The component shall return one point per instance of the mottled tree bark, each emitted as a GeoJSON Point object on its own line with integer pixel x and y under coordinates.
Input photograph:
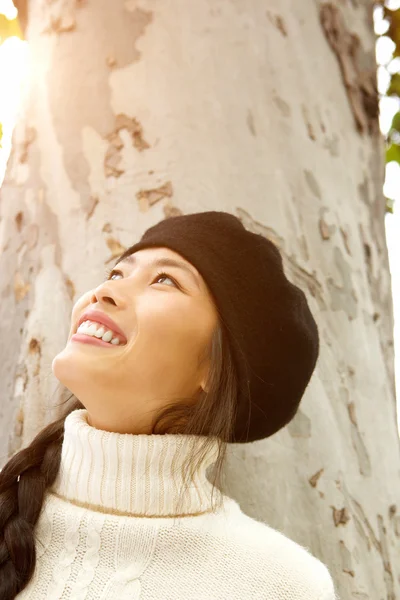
{"type": "Point", "coordinates": [141, 109]}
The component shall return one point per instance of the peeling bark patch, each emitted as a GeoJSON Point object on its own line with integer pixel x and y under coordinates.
{"type": "Point", "coordinates": [340, 516]}
{"type": "Point", "coordinates": [20, 287]}
{"type": "Point", "coordinates": [34, 346]}
{"type": "Point", "coordinates": [250, 123]}
{"type": "Point", "coordinates": [360, 83]}
{"type": "Point", "coordinates": [312, 184]}
{"type": "Point", "coordinates": [149, 197]}
{"type": "Point", "coordinates": [363, 191]}
{"type": "Point", "coordinates": [388, 575]}
{"type": "Point", "coordinates": [113, 156]}
{"type": "Point", "coordinates": [31, 235]}
{"type": "Point", "coordinates": [345, 237]}
{"type": "Point", "coordinates": [325, 229]}
{"type": "Point", "coordinates": [278, 22]}
{"type": "Point", "coordinates": [79, 64]}
{"type": "Point", "coordinates": [342, 297]}
{"type": "Point", "coordinates": [394, 519]}
{"type": "Point", "coordinates": [300, 425]}
{"type": "Point", "coordinates": [60, 24]}
{"type": "Point", "coordinates": [370, 534]}
{"type": "Point", "coordinates": [19, 217]}
{"type": "Point", "coordinates": [345, 555]}
{"type": "Point", "coordinates": [364, 463]}
{"type": "Point", "coordinates": [306, 119]}
{"type": "Point", "coordinates": [171, 211]}
{"type": "Point", "coordinates": [283, 106]}
{"type": "Point", "coordinates": [93, 202]}
{"type": "Point", "coordinates": [256, 227]}
{"type": "Point", "coordinates": [332, 145]}
{"type": "Point", "coordinates": [313, 480]}
{"type": "Point", "coordinates": [116, 248]}
{"type": "Point", "coordinates": [133, 127]}
{"type": "Point", "coordinates": [29, 138]}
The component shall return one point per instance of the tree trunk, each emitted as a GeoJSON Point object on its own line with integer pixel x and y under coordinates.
{"type": "Point", "coordinates": [141, 109]}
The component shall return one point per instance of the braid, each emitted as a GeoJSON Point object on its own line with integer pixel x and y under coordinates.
{"type": "Point", "coordinates": [23, 483]}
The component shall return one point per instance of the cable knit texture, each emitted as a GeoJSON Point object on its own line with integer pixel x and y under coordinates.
{"type": "Point", "coordinates": [108, 530]}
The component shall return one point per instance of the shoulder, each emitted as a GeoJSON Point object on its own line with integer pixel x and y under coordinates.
{"type": "Point", "coordinates": [269, 555]}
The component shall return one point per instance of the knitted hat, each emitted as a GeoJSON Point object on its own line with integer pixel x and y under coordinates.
{"type": "Point", "coordinates": [273, 335]}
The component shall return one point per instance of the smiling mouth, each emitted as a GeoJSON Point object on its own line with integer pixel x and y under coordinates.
{"type": "Point", "coordinates": [99, 333]}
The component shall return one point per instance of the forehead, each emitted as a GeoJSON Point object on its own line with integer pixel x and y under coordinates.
{"type": "Point", "coordinates": [150, 254]}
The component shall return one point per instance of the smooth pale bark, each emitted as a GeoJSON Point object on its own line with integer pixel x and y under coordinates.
{"type": "Point", "coordinates": [143, 109]}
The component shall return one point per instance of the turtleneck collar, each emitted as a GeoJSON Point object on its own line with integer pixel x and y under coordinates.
{"type": "Point", "coordinates": [130, 474]}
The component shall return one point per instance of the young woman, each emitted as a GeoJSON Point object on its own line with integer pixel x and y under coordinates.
{"type": "Point", "coordinates": [196, 339]}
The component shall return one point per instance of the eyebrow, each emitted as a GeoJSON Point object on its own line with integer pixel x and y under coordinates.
{"type": "Point", "coordinates": [164, 262]}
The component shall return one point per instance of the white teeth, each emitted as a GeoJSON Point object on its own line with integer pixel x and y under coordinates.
{"type": "Point", "coordinates": [93, 329]}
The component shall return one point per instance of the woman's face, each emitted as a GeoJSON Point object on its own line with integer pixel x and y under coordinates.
{"type": "Point", "coordinates": [167, 330]}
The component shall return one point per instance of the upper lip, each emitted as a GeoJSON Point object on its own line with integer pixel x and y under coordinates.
{"type": "Point", "coordinates": [99, 317]}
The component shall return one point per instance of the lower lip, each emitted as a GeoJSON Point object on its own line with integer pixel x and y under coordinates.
{"type": "Point", "coordinates": [87, 339]}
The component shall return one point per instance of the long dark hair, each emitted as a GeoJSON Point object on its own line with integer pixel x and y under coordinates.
{"type": "Point", "coordinates": [27, 475]}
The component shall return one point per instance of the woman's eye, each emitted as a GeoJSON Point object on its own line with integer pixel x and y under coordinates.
{"type": "Point", "coordinates": [161, 275]}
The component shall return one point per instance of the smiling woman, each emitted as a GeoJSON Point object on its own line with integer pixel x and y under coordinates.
{"type": "Point", "coordinates": [123, 476]}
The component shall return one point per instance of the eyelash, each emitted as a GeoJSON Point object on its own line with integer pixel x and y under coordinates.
{"type": "Point", "coordinates": [159, 274]}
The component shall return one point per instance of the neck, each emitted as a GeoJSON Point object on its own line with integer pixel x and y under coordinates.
{"type": "Point", "coordinates": [132, 474]}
━━━━━━
__Exercise__
Each entry above must be set down word for word; none of its pictures belong in the copy.

__Answer space__
The component shall return one point per instance of the mottled tree bark, each emitted as a GeoJSON Point object on its own line with integer pixel x and y under coordinates.
Input photograph:
{"type": "Point", "coordinates": [141, 109]}
The component shall return one point per instance of the peeling bark patch, each emitted as a GeoJSON Point object on its own line with integer pixel x and y under coordinates.
{"type": "Point", "coordinates": [340, 516]}
{"type": "Point", "coordinates": [20, 287]}
{"type": "Point", "coordinates": [34, 346]}
{"type": "Point", "coordinates": [250, 123]}
{"type": "Point", "coordinates": [360, 83]}
{"type": "Point", "coordinates": [312, 184]}
{"type": "Point", "coordinates": [149, 197]}
{"type": "Point", "coordinates": [363, 191]}
{"type": "Point", "coordinates": [388, 575]}
{"type": "Point", "coordinates": [113, 156]}
{"type": "Point", "coordinates": [31, 235]}
{"type": "Point", "coordinates": [345, 237]}
{"type": "Point", "coordinates": [325, 229]}
{"type": "Point", "coordinates": [278, 22]}
{"type": "Point", "coordinates": [79, 64]}
{"type": "Point", "coordinates": [342, 297]}
{"type": "Point", "coordinates": [394, 519]}
{"type": "Point", "coordinates": [300, 425]}
{"type": "Point", "coordinates": [60, 24]}
{"type": "Point", "coordinates": [370, 534]}
{"type": "Point", "coordinates": [19, 217]}
{"type": "Point", "coordinates": [345, 555]}
{"type": "Point", "coordinates": [364, 463]}
{"type": "Point", "coordinates": [306, 119]}
{"type": "Point", "coordinates": [171, 211]}
{"type": "Point", "coordinates": [283, 106]}
{"type": "Point", "coordinates": [93, 202]}
{"type": "Point", "coordinates": [256, 227]}
{"type": "Point", "coordinates": [332, 145]}
{"type": "Point", "coordinates": [313, 480]}
{"type": "Point", "coordinates": [116, 248]}
{"type": "Point", "coordinates": [133, 127]}
{"type": "Point", "coordinates": [29, 138]}
The component shall return one point per instance of the tree trunk, each emitted as a GeoJSON Point object on its own line with integer pixel x and y under coordinates.
{"type": "Point", "coordinates": [141, 109]}
The component shall return one point per instance of the braid, each emitted as a GeoJSON Point object on its own line with integer pixel x and y under coordinates.
{"type": "Point", "coordinates": [23, 483]}
The component shall return one point per instance of the cable knit texture, each emitted as a GeoJSON Point object on its own line with integer pixel x and y under coordinates.
{"type": "Point", "coordinates": [108, 530]}
The component shall return one point per instance of the shoulder, each emitted as a GeoJSON Point object on its own line with integer pixel x and y under coordinates.
{"type": "Point", "coordinates": [269, 555]}
The component shall return one point per instance of the knitted hat, each emitted as a GeoJSON Point object on its own line with integer pixel x and y under coordinates.
{"type": "Point", "coordinates": [273, 335]}
The component shall return one point per instance of the smiling mouth, each emitted as a GeoJSON Point object on its own line with integer pixel x and y under coordinates.
{"type": "Point", "coordinates": [99, 333]}
The component shall return one point per instance of the forehead, each emitted as a GeoJSON Point object on its own line with integer pixel x and y under coordinates.
{"type": "Point", "coordinates": [150, 254]}
The component shall return one point per instance of the smooth pale bark, each emitted as a GeoJSON Point object on its own line with integer pixel x and y under coordinates.
{"type": "Point", "coordinates": [143, 109]}
The component shall return one point per instance of the turtleneck collar, each emitted as a GeoJSON Point object on its own line with integer pixel x and y under coordinates.
{"type": "Point", "coordinates": [130, 474]}
The component shall return one point per instance of the young woman, each emitted as a GeoJSON Point object on its own line with integer pixel x and y under coordinates.
{"type": "Point", "coordinates": [196, 339]}
The component shall return one point per instance of the eyebrow, each emitted as a GeoJSON Point object on its own line with integer pixel x and y under coordinates.
{"type": "Point", "coordinates": [164, 262]}
The component shall return one point per instance of the white teeth, each emitted as a GeoJSON Point object on its own line with integer pixel x and y under coordinates.
{"type": "Point", "coordinates": [93, 329]}
The component shall return one point per instance of the woman's face, each emitted as a GeoJSON Point object on its own line with integer pixel x and y under coordinates.
{"type": "Point", "coordinates": [167, 330]}
The component shall return one point per instance of the upper lip, each emitted as a GeoJSON Point object on its own line with integer pixel x and y under coordinates.
{"type": "Point", "coordinates": [99, 317]}
The component shall return one point per instance of the lower lip, each emitted as a GeoJSON Point object on its own line with integer pixel x and y under coordinates.
{"type": "Point", "coordinates": [87, 339]}
The component shall return one point per instance of the long dark hair, each emitted as a GeoJSON Point object on its own line with integer pixel x and y under coordinates.
{"type": "Point", "coordinates": [27, 475]}
The component shall return one point per instance of the woman's eye, each emitted as a GeoJSON Point object on its own line with integer pixel x and y under coordinates.
{"type": "Point", "coordinates": [161, 275]}
The component shall return one point per instance of the smiling woman, each emitted as a GeoJSON Point object on its own line with integer pixel x and y under coordinates.
{"type": "Point", "coordinates": [123, 476]}
The component shall return one point per instance of the eyelash, each emitted as a GeoJSON Point object on its own line with integer pixel x and y under coordinates.
{"type": "Point", "coordinates": [159, 274]}
The component shall return one point per instance of the neck, each emitted as a GeoJSON Point object on its own line with integer pixel x and y under coordinates.
{"type": "Point", "coordinates": [132, 474]}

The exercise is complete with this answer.